I just finished Dan Brown’s latest thriller, The Lost Symbol, which was published a few days ago on September 15th. There has been a lot of anticipation surrounding this book, since 6 years have passed since the publication of his bestseller The Da Vinci Code, with 80 million copies sold worldwide to date. Many wondered if Brown would repeat his success with this book, and while the jury is still out on the answer to that question, I must say that I’m personally fascinated by the material that Brown discusses in this novel.
As was predicted, the story centers around the subject of Freemasonry (or simply Masonry), which most people have heard of but know little about. This is perhaps the reason Brown chose to explore this subject, one that was ripe for novelty in historical fiction. However, as before, Brown branches out into a myriad of related subjects and connections, weaving a web of mystery and puzzles which must be solved once again by his favorite character, Robert Langdon.
But this is not going to be a review of the book. There will be ample time for that, with more qualified critics analyzing the merits and faults of Brown’s work. In addition, I don’t want to spoil anything while the pages are still wet. I do quote some brief excerpts from the book below, but they are mostly circumstantial details, and won’t give much away about the plot, if anything.
What I do want to point out are some interesting general impressions I had while I read, particularly as they relate to me, my studies, and the LDS (Mormon) faith. Call them synchronicities or coincidences, or just interesting tidbits, either way they have called my attention.

→ **PROVIDED INFORMATION**
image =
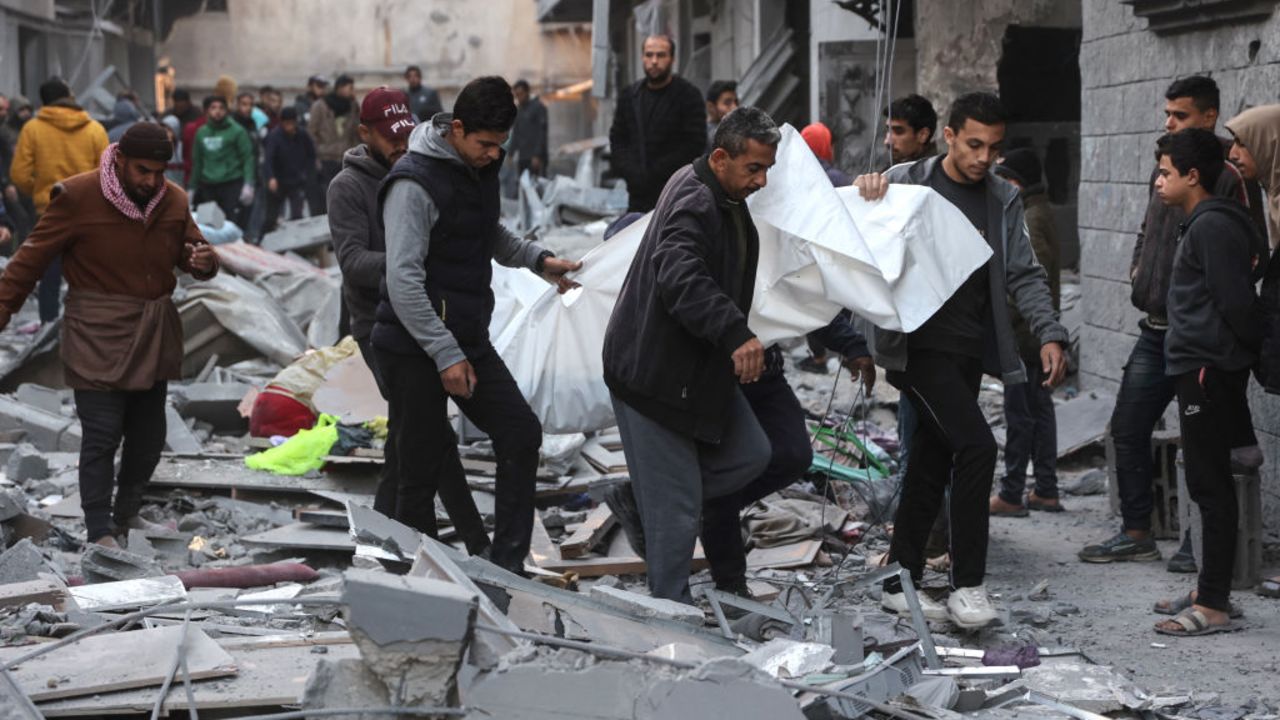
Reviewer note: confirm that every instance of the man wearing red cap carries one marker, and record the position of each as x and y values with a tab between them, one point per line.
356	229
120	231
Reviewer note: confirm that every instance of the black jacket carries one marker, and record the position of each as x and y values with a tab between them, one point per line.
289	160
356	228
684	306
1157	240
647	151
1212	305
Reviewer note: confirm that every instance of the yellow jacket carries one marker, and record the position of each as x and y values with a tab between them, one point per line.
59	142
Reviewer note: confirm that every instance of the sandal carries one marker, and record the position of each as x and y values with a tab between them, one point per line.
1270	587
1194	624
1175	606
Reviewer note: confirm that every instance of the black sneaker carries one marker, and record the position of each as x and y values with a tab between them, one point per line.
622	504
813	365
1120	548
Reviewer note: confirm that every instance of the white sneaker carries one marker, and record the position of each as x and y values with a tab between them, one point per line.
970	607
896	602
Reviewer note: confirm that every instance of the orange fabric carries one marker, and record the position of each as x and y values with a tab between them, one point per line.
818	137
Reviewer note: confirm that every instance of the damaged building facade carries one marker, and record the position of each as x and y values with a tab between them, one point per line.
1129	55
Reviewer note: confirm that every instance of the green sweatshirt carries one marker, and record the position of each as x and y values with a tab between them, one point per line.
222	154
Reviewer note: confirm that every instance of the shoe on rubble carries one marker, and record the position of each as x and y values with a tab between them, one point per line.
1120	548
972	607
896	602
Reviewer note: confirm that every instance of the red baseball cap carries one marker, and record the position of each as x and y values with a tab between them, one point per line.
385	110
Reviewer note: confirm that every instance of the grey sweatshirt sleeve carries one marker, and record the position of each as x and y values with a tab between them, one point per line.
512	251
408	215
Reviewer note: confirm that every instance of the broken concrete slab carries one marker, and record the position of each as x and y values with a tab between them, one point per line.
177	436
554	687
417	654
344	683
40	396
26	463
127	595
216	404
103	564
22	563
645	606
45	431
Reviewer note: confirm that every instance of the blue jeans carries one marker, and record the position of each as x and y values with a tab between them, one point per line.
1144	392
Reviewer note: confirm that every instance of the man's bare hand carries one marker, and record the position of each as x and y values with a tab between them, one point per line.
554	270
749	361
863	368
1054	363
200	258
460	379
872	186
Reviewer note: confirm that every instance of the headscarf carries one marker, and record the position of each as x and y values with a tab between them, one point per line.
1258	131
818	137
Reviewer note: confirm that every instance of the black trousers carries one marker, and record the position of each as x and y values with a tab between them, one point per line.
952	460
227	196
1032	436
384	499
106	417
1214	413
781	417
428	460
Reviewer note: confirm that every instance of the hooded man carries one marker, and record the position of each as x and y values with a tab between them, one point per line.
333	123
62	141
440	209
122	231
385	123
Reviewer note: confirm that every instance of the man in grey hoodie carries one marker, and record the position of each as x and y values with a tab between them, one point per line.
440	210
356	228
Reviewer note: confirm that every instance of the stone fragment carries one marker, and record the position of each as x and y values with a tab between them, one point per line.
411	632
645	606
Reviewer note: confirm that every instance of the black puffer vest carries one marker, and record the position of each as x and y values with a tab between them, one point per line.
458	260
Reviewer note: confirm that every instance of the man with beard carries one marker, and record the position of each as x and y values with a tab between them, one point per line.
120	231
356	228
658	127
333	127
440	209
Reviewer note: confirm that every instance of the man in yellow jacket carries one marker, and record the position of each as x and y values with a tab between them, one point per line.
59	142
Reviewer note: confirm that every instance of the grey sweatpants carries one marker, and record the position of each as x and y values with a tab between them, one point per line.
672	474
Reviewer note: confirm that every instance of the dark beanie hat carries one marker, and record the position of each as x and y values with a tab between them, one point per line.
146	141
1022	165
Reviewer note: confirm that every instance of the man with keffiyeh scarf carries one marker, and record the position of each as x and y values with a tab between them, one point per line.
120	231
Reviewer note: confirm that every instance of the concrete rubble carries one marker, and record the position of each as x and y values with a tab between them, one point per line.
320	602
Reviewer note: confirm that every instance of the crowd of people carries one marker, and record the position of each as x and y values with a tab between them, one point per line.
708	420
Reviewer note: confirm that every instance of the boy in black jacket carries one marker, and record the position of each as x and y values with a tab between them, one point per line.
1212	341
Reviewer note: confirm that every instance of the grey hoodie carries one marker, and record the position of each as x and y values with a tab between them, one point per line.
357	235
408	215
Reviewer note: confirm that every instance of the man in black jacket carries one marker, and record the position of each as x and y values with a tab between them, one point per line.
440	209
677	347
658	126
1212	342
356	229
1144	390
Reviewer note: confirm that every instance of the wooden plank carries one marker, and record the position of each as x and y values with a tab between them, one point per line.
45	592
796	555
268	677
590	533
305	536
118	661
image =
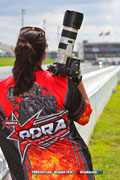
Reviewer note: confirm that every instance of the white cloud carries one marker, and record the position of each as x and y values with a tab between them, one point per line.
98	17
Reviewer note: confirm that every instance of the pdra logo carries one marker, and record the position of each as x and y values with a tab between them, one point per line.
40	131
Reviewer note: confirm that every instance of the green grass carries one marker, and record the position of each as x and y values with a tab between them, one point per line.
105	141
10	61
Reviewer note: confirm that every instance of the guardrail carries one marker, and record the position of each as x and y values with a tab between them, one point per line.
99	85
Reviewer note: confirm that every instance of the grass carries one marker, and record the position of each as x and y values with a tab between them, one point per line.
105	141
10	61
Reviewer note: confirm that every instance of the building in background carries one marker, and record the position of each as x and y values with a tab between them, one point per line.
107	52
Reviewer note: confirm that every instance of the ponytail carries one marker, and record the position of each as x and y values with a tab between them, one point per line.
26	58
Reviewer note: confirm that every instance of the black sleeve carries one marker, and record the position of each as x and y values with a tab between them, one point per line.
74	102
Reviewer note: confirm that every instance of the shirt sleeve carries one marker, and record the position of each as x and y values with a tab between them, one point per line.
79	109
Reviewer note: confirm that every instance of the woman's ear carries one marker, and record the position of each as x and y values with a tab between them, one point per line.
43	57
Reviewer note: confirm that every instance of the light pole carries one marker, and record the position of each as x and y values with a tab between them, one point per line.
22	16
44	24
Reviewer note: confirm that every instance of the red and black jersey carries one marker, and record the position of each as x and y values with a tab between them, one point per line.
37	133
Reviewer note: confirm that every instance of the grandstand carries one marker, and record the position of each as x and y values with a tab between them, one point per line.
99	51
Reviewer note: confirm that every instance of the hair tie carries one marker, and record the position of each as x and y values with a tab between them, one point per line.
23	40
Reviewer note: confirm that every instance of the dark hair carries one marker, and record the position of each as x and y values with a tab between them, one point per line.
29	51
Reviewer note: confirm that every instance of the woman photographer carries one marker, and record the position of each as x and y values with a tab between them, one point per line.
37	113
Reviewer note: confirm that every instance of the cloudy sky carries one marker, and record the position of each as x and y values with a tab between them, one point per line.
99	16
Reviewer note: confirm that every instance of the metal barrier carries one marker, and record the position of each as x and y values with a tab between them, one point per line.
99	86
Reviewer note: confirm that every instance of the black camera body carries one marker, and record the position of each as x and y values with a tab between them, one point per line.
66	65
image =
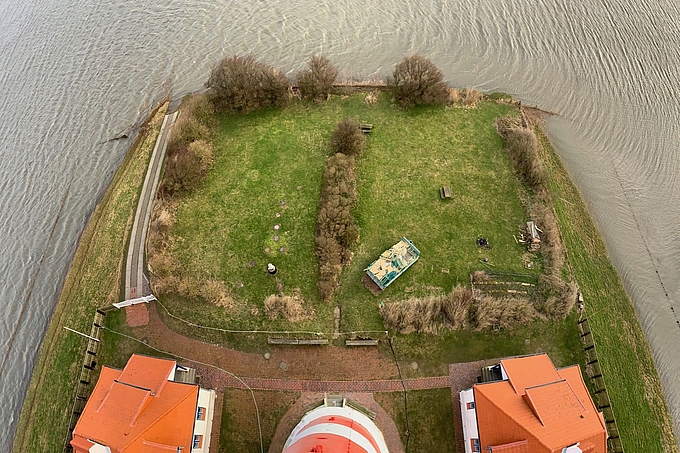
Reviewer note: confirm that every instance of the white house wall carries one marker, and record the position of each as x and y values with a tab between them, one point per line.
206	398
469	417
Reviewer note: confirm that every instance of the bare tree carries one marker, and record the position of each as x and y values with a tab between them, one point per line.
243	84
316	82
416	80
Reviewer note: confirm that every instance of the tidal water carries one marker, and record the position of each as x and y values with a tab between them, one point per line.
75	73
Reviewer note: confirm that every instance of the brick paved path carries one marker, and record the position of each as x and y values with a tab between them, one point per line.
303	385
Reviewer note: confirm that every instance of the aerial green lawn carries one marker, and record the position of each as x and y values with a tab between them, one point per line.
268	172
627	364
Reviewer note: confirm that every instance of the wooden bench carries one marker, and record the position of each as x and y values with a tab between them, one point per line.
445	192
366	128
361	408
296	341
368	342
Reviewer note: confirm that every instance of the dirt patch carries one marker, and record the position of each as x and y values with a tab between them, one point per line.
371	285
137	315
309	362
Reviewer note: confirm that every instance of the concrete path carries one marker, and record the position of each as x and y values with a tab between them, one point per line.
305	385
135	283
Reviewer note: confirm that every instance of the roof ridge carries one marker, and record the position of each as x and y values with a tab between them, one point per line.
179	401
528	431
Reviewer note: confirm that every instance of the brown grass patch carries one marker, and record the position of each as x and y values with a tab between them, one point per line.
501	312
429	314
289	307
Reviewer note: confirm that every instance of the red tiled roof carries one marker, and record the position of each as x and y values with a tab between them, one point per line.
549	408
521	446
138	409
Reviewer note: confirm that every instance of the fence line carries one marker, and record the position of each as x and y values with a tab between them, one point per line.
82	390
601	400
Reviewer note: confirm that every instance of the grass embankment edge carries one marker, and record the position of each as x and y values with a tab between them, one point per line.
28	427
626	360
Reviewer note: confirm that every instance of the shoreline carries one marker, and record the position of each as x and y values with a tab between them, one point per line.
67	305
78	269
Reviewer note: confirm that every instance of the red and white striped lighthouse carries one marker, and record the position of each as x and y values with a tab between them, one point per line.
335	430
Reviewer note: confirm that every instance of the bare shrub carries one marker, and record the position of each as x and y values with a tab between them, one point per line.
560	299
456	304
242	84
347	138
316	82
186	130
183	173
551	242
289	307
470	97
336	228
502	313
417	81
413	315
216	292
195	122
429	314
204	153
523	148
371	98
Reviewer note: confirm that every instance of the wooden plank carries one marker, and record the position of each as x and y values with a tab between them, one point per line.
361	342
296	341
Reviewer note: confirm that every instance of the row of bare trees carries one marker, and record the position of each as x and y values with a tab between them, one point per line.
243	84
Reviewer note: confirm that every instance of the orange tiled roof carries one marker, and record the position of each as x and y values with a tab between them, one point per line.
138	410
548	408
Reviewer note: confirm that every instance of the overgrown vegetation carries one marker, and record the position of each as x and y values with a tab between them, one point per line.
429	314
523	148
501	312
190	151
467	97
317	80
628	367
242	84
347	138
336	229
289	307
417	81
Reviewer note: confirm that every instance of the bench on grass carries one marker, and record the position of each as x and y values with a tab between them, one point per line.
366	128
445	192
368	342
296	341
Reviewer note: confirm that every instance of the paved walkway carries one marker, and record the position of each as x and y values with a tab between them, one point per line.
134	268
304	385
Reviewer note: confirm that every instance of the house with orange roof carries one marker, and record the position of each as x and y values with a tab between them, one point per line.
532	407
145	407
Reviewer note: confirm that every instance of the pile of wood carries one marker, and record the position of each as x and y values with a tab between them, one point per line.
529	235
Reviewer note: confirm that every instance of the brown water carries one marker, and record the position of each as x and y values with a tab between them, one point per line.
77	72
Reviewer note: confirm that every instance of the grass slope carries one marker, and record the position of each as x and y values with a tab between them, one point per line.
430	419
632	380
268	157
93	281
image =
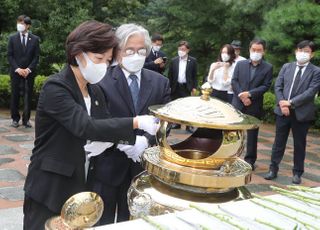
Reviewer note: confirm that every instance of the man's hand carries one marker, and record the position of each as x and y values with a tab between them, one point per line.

→ **REQUIRED TASK A**
Translate this sentence from the post on The Lost Symbol into Spanish: "But this is not going to be a review of the book."
→ **REQUIRED TASK B**
Reproduce the passage of the post on The Lost Symbol from "But this is" to "plot, if anything.".
The material above comes from a separate source, unrelated to the post on The Lost Symbol.

→ **EXERCISE RESPONSE A**
Pero esto no va a ser una reseña del libro.

→ **EXERCISE RESPONSE B**
But this is not going to be a review of the book. There will be ample time for that, with more qualified critics analyzing the merits and faults of Brown’s work. In addition, I don’t want to spoil anything while the pages are still wet. I do quote some brief excerpts from the book below, but they are mostly circumstantial details, and won’t give much away about the plot, if anything.